Directions for this task: In the listing below, take the lines starting at the one that contains "of the hood" and ending at the one that contains "point(1034, 449)". Write them out again with "dirt lot" changed to "gravel lot" and everything else left as it is.

--- BEGIN Given records ---

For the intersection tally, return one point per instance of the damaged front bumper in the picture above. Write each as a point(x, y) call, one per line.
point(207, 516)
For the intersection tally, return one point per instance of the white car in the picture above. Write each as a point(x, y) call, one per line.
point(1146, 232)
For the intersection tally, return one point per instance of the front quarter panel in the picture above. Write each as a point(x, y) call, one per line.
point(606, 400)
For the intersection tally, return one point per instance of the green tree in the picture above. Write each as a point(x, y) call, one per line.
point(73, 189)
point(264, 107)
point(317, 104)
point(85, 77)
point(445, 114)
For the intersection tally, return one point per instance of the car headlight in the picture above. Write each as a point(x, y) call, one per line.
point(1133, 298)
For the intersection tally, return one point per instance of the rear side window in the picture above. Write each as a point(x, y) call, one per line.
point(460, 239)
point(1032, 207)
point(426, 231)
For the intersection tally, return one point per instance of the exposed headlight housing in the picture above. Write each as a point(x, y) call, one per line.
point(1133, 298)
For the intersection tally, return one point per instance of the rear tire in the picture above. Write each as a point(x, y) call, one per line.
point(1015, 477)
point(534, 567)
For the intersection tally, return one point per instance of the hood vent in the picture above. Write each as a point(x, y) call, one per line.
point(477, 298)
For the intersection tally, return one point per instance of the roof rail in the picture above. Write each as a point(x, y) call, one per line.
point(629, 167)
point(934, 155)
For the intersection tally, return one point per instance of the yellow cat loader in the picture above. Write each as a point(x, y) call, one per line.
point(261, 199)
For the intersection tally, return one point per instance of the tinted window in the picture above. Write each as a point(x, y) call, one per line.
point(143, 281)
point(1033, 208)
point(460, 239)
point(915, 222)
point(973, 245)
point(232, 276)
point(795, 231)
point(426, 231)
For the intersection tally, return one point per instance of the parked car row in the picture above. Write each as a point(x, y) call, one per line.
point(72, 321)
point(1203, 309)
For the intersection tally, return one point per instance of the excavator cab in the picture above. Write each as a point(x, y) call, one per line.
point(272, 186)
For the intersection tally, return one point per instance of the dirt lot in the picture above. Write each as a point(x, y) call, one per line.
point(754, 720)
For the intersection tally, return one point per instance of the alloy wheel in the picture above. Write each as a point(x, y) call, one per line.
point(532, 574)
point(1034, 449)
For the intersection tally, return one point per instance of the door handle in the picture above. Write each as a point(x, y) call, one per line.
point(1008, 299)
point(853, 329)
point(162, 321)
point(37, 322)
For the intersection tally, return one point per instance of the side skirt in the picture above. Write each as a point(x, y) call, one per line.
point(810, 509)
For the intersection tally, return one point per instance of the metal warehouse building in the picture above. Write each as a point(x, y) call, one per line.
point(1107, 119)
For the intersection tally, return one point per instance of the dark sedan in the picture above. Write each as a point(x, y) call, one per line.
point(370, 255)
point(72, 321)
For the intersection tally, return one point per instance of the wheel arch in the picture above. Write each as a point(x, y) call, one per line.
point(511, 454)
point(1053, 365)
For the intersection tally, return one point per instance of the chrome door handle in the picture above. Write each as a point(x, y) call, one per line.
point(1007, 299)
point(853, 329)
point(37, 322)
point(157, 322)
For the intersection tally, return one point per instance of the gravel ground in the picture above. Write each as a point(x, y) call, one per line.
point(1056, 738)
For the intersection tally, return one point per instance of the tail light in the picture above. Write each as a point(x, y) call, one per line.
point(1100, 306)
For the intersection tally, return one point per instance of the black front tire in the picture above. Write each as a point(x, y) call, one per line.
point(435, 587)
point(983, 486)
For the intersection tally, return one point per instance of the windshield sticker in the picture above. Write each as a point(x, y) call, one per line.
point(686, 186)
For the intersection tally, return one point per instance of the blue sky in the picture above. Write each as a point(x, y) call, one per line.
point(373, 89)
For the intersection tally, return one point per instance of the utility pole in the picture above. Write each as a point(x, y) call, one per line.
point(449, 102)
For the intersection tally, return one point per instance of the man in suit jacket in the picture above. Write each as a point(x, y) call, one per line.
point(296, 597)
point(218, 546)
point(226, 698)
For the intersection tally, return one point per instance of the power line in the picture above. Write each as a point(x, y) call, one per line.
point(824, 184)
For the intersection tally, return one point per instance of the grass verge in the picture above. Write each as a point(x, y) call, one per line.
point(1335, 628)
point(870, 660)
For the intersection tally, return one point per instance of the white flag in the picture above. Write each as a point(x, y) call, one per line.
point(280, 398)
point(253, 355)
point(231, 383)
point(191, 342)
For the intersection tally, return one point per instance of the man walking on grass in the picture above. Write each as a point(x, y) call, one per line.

--- END Given records ---

Task answer:
For the intersection tally, return one point per instance of the hood vent in the picture above. Write each as a point(x, y) call, one per line.
point(477, 298)
For the intersection tally, return one point per instance of the roof rail in the picture above. Write each as a point(x, y) call, one per line.
point(629, 167)
point(934, 155)
For the intersection tally, return one point per instance of the yellow cat loader in the picture above. Write each as a point(x, y) call, one per line.
point(261, 199)
For the intersection tally, return one point per instance of the tinted window in the picture above. Write each as a point(x, y) call, one per line.
point(143, 281)
point(1033, 208)
point(460, 239)
point(915, 222)
point(973, 245)
point(232, 276)
point(795, 231)
point(426, 231)
For the intersection tally, return one point per instance of the parked car row in the picture above. Write each as a point(x, y) call, one per line.
point(72, 321)
point(1203, 309)
For the intersection tally, return one point per instance of the excavator cab in the picture above. Write each as a point(x, y) call, one per line.
point(272, 186)
For the intersection tally, return one point per instance of the gravel lot in the picture above. Write each as a point(x, y) call, one per line.
point(754, 720)
For the intersection tally, return one point per instance of the alloy wheel in the picture above. Write each as a point(x, y) call, one per line.
point(532, 574)
point(1034, 449)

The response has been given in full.